PROBLEM - In the copy, leave out the pictures and repeat all records exactly.

Recorded data -

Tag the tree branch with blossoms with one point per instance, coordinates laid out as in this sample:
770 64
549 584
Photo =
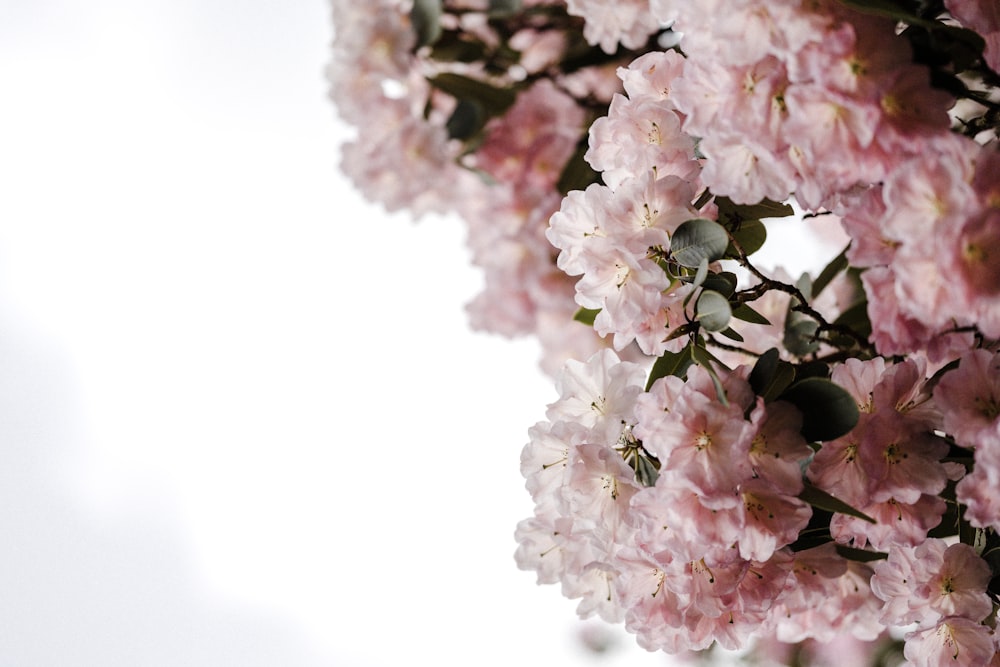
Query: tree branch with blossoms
807 466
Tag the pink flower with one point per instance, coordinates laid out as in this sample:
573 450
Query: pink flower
954 642
969 398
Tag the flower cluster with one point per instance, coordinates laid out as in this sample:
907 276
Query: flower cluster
737 457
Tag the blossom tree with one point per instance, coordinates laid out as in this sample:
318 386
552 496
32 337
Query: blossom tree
737 458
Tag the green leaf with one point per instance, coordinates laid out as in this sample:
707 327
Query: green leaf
587 316
700 276
504 8
750 234
748 314
697 240
724 283
713 311
771 375
706 359
830 271
817 497
466 120
577 174
799 334
828 411
732 334
425 16
856 317
493 100
669 363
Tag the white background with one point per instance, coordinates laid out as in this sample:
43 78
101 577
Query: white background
242 419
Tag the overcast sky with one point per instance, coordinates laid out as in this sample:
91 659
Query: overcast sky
242 419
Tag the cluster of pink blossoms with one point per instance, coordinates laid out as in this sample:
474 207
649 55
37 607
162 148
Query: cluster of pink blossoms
744 456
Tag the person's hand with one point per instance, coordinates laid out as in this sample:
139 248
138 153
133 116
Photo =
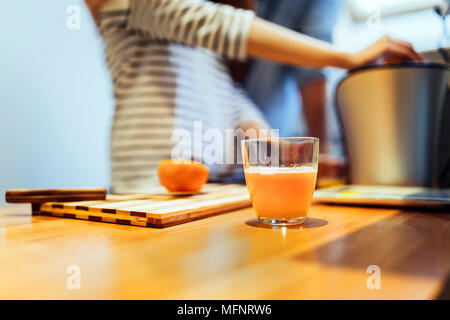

WRITTEN SOLUTION -
Tag the tree branch with blossoms with one point per instance, coordinates laid out as in this sample:
770 64
549 584
Photo =
Query: tree branch with blossoms
807 466
Tag the pink flower with one point per instance, coordinates laid out as in this sample:
573 450
Query: pink flower
954 642
969 398
Tag the flower cluster with one point per instance, coordinates laid out as in this sample:
907 276
Query: flower cluster
737 457
Tag the blossom tree with one point per instance, coordinates laid out as in this sample:
318 386
552 496
32 337
Query: blossom tree
737 458
Tag the green leaf with one point per instance, coordinates laid out as in this sample:
707 327
Query: green leaf
587 316
700 276
504 8
750 234
748 314
697 240
724 283
713 311
771 375
706 359
830 271
817 497
466 120
577 174
799 334
828 411
732 334
425 16
856 317
493 100
669 363
Tag the white background with one point per instance, coordinates laid out as in this sample:
43 78
101 577
Query: white background
242 419
Tag the overcast sky with one point per instance, coordinates laid out as in this sample:
91 659
Query: overcast sky
242 419
Tag the cluster of pink blossoms with one point per instance, coordinates laid out as in this sample:
474 207
649 55
37 607
162 148
Query: cluster of pink blossoms
744 456
Tag the person's hand with one point per instance, coordinates laid out as in this sample:
139 248
138 153
133 116
Photo =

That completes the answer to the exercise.